* Begin *
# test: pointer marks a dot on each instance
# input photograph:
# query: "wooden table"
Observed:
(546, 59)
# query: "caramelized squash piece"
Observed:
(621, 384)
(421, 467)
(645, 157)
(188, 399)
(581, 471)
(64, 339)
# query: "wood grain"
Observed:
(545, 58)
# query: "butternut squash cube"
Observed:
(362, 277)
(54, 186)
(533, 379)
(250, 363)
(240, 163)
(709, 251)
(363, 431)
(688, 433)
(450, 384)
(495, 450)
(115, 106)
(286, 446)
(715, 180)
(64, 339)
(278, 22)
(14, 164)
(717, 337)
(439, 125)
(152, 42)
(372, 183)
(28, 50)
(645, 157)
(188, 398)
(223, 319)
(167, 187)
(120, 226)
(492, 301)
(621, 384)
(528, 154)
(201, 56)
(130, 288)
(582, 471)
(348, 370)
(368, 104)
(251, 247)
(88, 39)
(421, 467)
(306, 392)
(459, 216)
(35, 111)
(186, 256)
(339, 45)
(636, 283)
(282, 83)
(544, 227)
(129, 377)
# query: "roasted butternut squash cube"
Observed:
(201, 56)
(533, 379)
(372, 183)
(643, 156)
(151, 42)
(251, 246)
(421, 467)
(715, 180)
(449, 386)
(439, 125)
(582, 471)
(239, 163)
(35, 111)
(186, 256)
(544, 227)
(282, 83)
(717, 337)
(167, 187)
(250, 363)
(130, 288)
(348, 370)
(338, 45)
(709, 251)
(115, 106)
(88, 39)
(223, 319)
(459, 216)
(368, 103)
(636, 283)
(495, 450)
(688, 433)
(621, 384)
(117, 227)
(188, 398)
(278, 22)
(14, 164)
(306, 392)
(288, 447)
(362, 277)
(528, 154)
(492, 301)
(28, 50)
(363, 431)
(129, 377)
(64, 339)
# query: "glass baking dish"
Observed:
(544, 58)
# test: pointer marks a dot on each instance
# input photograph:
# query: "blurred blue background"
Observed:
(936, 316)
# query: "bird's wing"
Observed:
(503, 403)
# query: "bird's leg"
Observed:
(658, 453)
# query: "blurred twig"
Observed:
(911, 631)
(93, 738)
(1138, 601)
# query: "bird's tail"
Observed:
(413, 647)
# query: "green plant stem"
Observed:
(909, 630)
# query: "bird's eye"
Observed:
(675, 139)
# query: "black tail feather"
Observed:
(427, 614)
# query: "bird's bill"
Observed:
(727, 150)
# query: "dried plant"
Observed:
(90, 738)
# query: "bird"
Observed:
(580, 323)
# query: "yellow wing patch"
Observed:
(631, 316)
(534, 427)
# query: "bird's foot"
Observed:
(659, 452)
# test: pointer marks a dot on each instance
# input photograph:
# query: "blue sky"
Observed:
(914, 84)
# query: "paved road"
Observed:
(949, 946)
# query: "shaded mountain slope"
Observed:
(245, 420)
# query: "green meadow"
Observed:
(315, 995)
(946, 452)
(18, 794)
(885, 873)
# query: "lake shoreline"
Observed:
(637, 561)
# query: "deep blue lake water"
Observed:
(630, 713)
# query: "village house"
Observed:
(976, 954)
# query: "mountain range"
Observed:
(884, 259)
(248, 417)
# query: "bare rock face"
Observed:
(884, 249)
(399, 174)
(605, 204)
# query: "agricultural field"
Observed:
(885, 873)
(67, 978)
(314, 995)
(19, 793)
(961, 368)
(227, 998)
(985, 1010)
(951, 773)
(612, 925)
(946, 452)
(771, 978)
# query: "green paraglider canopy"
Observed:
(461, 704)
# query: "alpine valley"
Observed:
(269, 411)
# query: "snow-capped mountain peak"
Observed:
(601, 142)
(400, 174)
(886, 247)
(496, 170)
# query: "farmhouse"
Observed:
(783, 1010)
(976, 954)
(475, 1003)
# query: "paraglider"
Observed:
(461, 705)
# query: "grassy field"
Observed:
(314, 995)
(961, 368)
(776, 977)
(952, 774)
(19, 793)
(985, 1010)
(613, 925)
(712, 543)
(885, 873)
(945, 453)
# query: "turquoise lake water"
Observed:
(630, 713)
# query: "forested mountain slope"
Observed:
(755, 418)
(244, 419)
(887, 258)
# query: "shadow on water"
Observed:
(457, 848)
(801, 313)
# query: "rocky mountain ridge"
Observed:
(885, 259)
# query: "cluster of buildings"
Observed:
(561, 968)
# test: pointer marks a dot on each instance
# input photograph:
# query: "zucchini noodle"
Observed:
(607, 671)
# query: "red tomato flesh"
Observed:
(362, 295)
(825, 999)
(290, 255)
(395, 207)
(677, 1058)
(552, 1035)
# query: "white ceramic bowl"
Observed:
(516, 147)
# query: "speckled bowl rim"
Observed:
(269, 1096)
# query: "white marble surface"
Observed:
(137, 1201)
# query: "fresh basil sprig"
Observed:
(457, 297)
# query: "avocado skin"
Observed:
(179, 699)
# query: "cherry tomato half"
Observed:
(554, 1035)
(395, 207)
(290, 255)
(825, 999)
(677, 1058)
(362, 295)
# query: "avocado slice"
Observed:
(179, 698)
* End *
Aim of the task:
Type out the material again exactly as presented.

Correct answer:
# test: pointer marks a dot on each instance
# input photograph:
# query: "wooden table"
Observed:
(546, 59)
# query: "caramelized squash piece"
Observed:
(621, 384)
(421, 467)
(645, 157)
(188, 399)
(581, 471)
(64, 339)
# query: "wood grain"
Observed:
(545, 58)
# query: "butternut squash cube"
Observed:
(362, 277)
(54, 186)
(533, 379)
(250, 363)
(240, 163)
(709, 251)
(363, 431)
(688, 433)
(450, 384)
(495, 450)
(115, 106)
(286, 446)
(715, 180)
(64, 339)
(278, 22)
(14, 164)
(717, 337)
(439, 125)
(152, 42)
(372, 183)
(28, 50)
(645, 157)
(188, 398)
(223, 319)
(167, 187)
(120, 226)
(492, 301)
(621, 384)
(528, 154)
(201, 56)
(130, 288)
(582, 471)
(348, 370)
(368, 104)
(251, 247)
(88, 39)
(421, 467)
(306, 392)
(459, 216)
(35, 111)
(186, 256)
(339, 45)
(636, 283)
(282, 83)
(544, 227)
(129, 377)
# query: "roasted butternut squash cube"
Observed:
(201, 56)
(533, 379)
(372, 183)
(643, 156)
(151, 42)
(251, 246)
(421, 467)
(715, 180)
(449, 386)
(439, 125)
(582, 471)
(239, 163)
(35, 111)
(186, 256)
(544, 227)
(282, 83)
(717, 337)
(167, 187)
(250, 363)
(130, 288)
(348, 370)
(338, 45)
(709, 251)
(115, 106)
(88, 39)
(223, 319)
(459, 216)
(368, 103)
(636, 283)
(495, 450)
(688, 433)
(621, 384)
(117, 227)
(188, 398)
(278, 22)
(14, 164)
(306, 392)
(288, 447)
(362, 277)
(528, 154)
(492, 301)
(28, 50)
(363, 431)
(129, 377)
(64, 339)
# query: "glass baking dish"
Observed:
(544, 58)
# test: pointer marks a dot on each instance
# input photograph:
# query: "blurred blue background"
Observed:
(936, 316)
# query: "bird's wing"
Observed:
(503, 403)
# query: "bird's leg"
Observed:
(658, 453)
# query: "blurred twig"
Observed:
(911, 631)
(93, 738)
(1138, 601)
# query: "bird's tail"
Observed:
(413, 647)
# query: "green plant stem"
Observed:
(909, 630)
# query: "bird's eye"
Observed:
(675, 139)
# query: "black tail feather"
Observed:
(427, 614)
# query: "bird's bill"
Observed:
(727, 150)
# query: "dried plant"
Observed:
(90, 738)
# query: "bird"
Observed:
(580, 323)
# query: "yellow wing patch"
Observed:
(631, 316)
(534, 427)
# query: "bird's foot"
Observed:
(659, 452)
# test: pointer marks a dot on each instance
# input photograph:
# query: "blue sky"
Observed:
(914, 84)
# query: "paved road"
Observed:
(949, 946)
# query: "shaded mountain slope"
Observed:
(245, 420)
# query: "green meadow"
Observed:
(315, 995)
(946, 452)
(18, 794)
(885, 873)
# query: "lake shoreline"
Observed:
(637, 561)
# query: "deep blue lake water"
Observed:
(630, 713)
# query: "village house"
Observed:
(976, 954)
# query: "mountain range"
Observed:
(884, 259)
(248, 417)
# query: "bare rock face"
Observed:
(884, 249)
(399, 174)
(605, 204)
# query: "agricultural field"
Observed:
(885, 873)
(67, 978)
(314, 995)
(19, 793)
(961, 368)
(227, 998)
(985, 1010)
(951, 773)
(612, 925)
(946, 452)
(771, 978)
# query: "green paraglider canopy"
Observed:
(461, 704)
# query: "alpine valley"
Observed:
(269, 411)
# query: "snow-capped mountain peak"
Observed:
(601, 142)
(400, 174)
(886, 247)
(496, 170)
# query: "farmhouse"
Observed:
(783, 1010)
(976, 954)
(475, 1003)
# query: "paraglider"
Observed:
(461, 705)
# query: "grassy field"
Observed:
(314, 995)
(961, 368)
(776, 977)
(952, 774)
(19, 793)
(985, 1010)
(613, 925)
(712, 543)
(885, 873)
(945, 453)
# query: "turquoise lake water"
Observed:
(630, 713)
# query: "forested mountain slope"
Observed:
(755, 418)
(244, 419)
(887, 258)
# query: "shadow on water"
Observed:
(457, 848)
(801, 313)
# query: "rocky mountain ridge"
Observed:
(885, 259)
# query: "cluster of buildings"
Observed:
(561, 968)
# test: pointer marks a dot on each instance
# input photograph:
# query: "zucchini noodle"
Observed:
(607, 671)
# query: "red tomato flesh"
Observed:
(362, 295)
(825, 999)
(290, 255)
(395, 207)
(677, 1058)
(552, 1035)
# query: "white ceramic bowl"
Observed:
(516, 147)
# query: "speckled bowl rim"
Observed:
(269, 1096)
# query: "white marble surface"
Observed:
(137, 1201)
# query: "fresh basil sprig"
Observed:
(457, 297)
# query: "avocado skin"
Observed:
(179, 699)
# query: "cherry tomato half"
Observed:
(554, 1035)
(395, 207)
(290, 255)
(825, 999)
(677, 1058)
(362, 295)
# query: "avocado slice"
Observed:
(179, 698)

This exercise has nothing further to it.